Exercise objective: These records must be written out again exactly.

Exercise data:
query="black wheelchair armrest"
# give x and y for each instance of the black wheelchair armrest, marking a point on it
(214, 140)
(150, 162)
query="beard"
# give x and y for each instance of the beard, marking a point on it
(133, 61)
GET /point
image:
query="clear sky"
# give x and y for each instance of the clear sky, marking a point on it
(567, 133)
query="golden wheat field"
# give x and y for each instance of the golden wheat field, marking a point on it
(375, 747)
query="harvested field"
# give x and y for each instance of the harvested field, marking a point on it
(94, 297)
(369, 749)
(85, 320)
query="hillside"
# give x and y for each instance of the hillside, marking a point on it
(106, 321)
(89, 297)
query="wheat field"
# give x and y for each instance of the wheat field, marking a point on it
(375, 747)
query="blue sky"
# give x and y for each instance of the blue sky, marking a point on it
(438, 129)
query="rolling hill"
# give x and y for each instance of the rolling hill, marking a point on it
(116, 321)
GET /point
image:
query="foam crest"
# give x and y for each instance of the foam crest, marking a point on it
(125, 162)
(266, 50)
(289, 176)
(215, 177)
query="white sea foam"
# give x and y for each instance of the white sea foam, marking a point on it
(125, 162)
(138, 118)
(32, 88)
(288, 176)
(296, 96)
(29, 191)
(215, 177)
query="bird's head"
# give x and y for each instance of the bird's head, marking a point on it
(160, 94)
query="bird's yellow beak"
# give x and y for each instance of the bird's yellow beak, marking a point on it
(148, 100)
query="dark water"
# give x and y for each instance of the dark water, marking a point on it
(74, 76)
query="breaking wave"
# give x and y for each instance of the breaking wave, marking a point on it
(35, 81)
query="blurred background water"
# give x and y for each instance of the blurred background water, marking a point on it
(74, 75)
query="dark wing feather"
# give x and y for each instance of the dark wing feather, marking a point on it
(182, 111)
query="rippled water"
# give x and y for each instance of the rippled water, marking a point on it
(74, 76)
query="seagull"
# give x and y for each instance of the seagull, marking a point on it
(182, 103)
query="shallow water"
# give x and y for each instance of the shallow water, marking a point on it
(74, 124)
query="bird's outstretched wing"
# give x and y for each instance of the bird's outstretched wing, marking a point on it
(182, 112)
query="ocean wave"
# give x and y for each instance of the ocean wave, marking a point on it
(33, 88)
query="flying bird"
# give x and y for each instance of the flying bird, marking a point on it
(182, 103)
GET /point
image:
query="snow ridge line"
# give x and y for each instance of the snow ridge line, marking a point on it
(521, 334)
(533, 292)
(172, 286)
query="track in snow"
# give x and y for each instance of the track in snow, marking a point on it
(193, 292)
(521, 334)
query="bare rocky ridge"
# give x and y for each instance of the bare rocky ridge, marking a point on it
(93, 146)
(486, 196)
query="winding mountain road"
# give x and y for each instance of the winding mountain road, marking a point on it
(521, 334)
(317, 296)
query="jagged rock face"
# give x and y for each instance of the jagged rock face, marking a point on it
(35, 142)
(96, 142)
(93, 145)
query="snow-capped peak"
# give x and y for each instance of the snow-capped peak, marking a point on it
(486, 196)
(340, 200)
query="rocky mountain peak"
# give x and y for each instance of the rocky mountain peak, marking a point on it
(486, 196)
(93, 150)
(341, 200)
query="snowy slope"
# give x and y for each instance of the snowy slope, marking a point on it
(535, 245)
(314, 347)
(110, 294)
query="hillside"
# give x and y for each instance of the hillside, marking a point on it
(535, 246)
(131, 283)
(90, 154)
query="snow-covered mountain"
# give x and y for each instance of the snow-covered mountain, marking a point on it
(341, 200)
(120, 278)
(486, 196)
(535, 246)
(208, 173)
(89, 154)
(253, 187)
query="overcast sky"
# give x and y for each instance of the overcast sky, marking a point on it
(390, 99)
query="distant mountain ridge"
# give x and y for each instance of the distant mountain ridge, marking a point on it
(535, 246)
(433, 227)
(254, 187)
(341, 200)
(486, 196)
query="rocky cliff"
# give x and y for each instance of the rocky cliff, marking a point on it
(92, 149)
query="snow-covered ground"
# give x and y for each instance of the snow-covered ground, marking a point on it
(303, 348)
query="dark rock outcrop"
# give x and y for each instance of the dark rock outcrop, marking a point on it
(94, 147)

Solution to the exercise:
query="black wheelchair armrest"
# give x and y for each instance of the black wheelchair armrest, marking a point on it
(214, 140)
(150, 162)
query="beard"
# give x and y for each instance of the beard, marking a point on it
(133, 61)
GET /point
image:
query="clear sky"
# give x and y for each instance of the clear sky, marking a point on it
(567, 133)
query="golden wheat field"
# give x and y for each instance of the golden wheat field, marking a point on it
(375, 747)
query="harvested field"
# give x and y for each instance of the harvested field, marking a point on it
(94, 297)
(369, 749)
(85, 320)
query="hillside"
# give x and y for each instance of the hillside, marking a point on it
(106, 321)
(89, 297)
query="wheat field"
# give x and y for each instance of the wheat field, marking a point on it
(375, 747)
query="blue sky"
# give x and y for each instance of the blue sky, marking a point on it
(438, 129)
query="rolling hill"
# give x and y for each instance of the rolling hill, marking a point on it
(116, 321)
GET /point
image:
query="foam crest"
# give x and y for each instance of the foam crest, marking a point on it
(125, 162)
(266, 50)
(289, 176)
(215, 177)
query="white sea foam"
# give x and y for each instance of the white sea foam, marking a point on it
(125, 162)
(138, 118)
(32, 88)
(288, 176)
(296, 96)
(29, 191)
(215, 177)
query="bird's head"
# give x and y for each instance of the bird's head, marking a point on it
(160, 94)
query="bird's yellow beak"
# give x and y for each instance of the bird's yellow beak, marking a point on it
(148, 100)
query="dark water"
# give x and y for each instance of the dark water, marking a point on it
(74, 76)
query="breaking wave"
# give x and y for each instance of the breaking wave, marking a point on it
(35, 81)
query="blurred background water"
# give x and y for each instance of the blurred background water, marking a point on it
(74, 75)
query="dark wing feather"
# give x and y for each instance of the dark wing feather, marking a point on it
(182, 111)
query="rippled water"
# give x and y for each instance of the rippled water, marking a point on it
(74, 76)
query="seagull"
# give x and y for each instance of the seagull, marking a point on it
(182, 103)
query="shallow water"
# give x and y for each instance of the shallow water, marking a point on it
(74, 124)
query="bird's outstretched wing"
# give x and y for each instance of the bird's outstretched wing, marking a point on it
(182, 112)
query="ocean wave"
# give x and y for each instance of the ocean wave, marking a point on it
(33, 88)
query="flying bird"
# give x and y for each instance of the flying bird, marking a point on it
(182, 103)
GET /point
image:
query="snow ridge line"
# give x and y for each instance of the snow ridge line, marking a point on it
(521, 334)
(533, 292)
(172, 286)
query="track in snow"
# give x and y for each instance of the track in snow, marking a point on it
(193, 292)
(521, 334)
query="bare rocky ridge"
# give x and y for each instance of the bare rocky ridge, marking a point on it
(93, 146)
(486, 196)
query="winding mountain road"
# give x and y for each instance of the winding mountain road, marking a point on it
(521, 334)
(317, 296)
query="jagged rock face"
# give x and y for each instance of the jagged rock face, marking a point on it
(35, 142)
(96, 142)
(93, 145)
query="snow-capped peak"
# give x and y for each instance of the snow-capped peak, marking a point on it
(486, 196)
(340, 200)
query="rocky mountain peak"
# give x and y for each instance of the rocky mountain peak, marking a point on it
(486, 196)
(93, 150)
(341, 200)
query="snowy slope"
# give x and y for each instance of the snowy slope, marking a point on it
(535, 245)
(314, 347)
(110, 294)
query="hillside"
# give x and y for each instance of the hillside, marking a point on it
(535, 246)
(131, 283)
(90, 154)
query="snow-covered mountain"
# give x and y for each instance of the snow-covered mountain, marking a point on it
(341, 200)
(120, 278)
(486, 196)
(535, 246)
(208, 173)
(89, 154)
(253, 187)
query="overcast sky"
# give x and y for each instance of the overcast sky, marking a point on it
(390, 99)
query="distant mountain ridge"
# give x and y for each instance of the distant mountain ridge, marking a point on it
(535, 246)
(433, 227)
(254, 187)
(341, 200)
(486, 196)
query="rocky cliff"
# give x and y for each instance of the rocky cliff, marking a point on it
(92, 149)
query="snow-covered ground"
# give x and y for each instance of the snow-covered ground, marking a point on it
(303, 348)
query="dark rock outcrop"
# give x and y for each instance of the dark rock outcrop, marking a point on it
(94, 147)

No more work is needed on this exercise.